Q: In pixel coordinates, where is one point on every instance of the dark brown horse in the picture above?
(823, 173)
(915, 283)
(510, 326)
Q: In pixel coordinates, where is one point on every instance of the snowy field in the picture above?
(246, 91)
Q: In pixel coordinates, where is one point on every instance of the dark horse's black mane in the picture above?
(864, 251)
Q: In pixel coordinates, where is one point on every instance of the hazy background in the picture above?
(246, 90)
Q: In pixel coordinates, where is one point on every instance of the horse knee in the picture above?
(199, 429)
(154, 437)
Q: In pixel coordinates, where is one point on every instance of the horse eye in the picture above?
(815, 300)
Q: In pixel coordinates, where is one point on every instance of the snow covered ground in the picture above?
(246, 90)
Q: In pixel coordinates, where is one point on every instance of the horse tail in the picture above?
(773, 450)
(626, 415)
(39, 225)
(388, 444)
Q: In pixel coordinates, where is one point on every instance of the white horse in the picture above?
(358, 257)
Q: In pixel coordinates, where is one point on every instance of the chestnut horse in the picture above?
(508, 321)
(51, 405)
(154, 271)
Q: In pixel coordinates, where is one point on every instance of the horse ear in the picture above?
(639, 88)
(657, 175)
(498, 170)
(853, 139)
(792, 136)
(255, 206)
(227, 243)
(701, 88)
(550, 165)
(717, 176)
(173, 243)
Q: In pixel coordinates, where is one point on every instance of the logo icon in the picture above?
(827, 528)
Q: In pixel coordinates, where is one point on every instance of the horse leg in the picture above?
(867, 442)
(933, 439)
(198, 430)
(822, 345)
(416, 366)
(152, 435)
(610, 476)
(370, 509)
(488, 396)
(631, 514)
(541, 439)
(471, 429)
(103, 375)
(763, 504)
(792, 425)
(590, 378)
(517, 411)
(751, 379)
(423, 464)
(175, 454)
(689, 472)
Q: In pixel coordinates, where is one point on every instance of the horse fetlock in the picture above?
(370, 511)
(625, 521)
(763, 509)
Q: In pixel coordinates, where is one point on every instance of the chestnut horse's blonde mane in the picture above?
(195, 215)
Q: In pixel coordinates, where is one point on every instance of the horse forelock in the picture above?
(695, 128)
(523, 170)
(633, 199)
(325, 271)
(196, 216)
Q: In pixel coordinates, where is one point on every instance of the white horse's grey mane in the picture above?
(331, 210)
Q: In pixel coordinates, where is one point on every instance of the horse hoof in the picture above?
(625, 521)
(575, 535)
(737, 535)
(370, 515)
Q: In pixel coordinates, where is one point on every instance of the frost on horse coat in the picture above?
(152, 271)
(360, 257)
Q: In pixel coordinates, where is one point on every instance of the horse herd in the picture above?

Given exercise:
Copy out the data shown above without altering anything.

Answer to this problem:
Q: In pixel coordinates, where is one point on every instance of the dark brown horse in the picture above?
(823, 173)
(915, 283)
(510, 326)
Q: In pixel coordinates, where is one point on every instance of the snowy field in the picture above?
(246, 91)
Q: In pixel coordinates, where is one point on every instance of the dark horse's black mane in the picture above?
(864, 251)
Q: In pixel coordinates, where is one point on every instance of the hazy background in the picture above?
(246, 90)
Q: In pixel coordinates, where is one point on every instance of the horse knee in the picture above?
(199, 429)
(154, 437)
Q: In pixel coordinates, where is one point on every instance of the horse eye in the picture above?
(815, 300)
Q: In pixel coordinates, where is one point on every instance of the snow covered ground in the picture above?
(246, 90)
Q: In pixel coordinates, where is one point on every instance of the horse tail in the picture above?
(773, 450)
(626, 415)
(39, 225)
(388, 444)
Q: In pixel coordinates, where is one point on every instance of the white horse in the picture above?
(358, 257)
Q: In pixel coordinates, where is one point on every instance of the chestnut horse in the picture above?
(508, 321)
(51, 405)
(154, 271)
Q: In pixel coordinates, where is one point on every instance of the horse ear in the picture above?
(639, 88)
(657, 175)
(498, 170)
(853, 139)
(792, 136)
(255, 206)
(227, 243)
(701, 88)
(550, 165)
(717, 176)
(173, 243)
Q: In pixel coordinates, where is one point on every instance of the logo icon in the picture above?
(827, 528)
Q: In pixel coordinates, where is one point on every instance of the horse leg in the picture above?
(867, 442)
(933, 439)
(198, 430)
(822, 345)
(416, 366)
(152, 435)
(610, 476)
(370, 509)
(488, 396)
(631, 514)
(541, 439)
(471, 429)
(103, 375)
(763, 504)
(792, 425)
(590, 378)
(517, 411)
(751, 379)
(423, 464)
(175, 454)
(689, 472)
Q: In pixel coordinates, where is one point on every instance of the horse fetlock in the picture above?
(370, 511)
(625, 521)
(763, 509)
Q: In pixel coordinates, where is one point on every instance of the chestnut horse's blonde mane in the picture above?
(195, 215)
Q: In pixel coordinates, where is one point on every instance of the horse forelock in the picture above?
(695, 128)
(523, 170)
(633, 199)
(325, 271)
(196, 216)
Q: In pixel coordinates, where is one point on every instance of the white horse's grey mane in the picture above?
(331, 210)
Q: In pixel coordinates, where is one point on every instance of the horse hoof in the picture above?
(625, 521)
(575, 535)
(737, 535)
(370, 515)
Q: In pixel coordinates, where is one point on every instance of the frost on horse coat in the picture above?
(152, 271)
(360, 257)
Q: In pixel coordinates, where is one point on every instance of the horse herd in the picture above?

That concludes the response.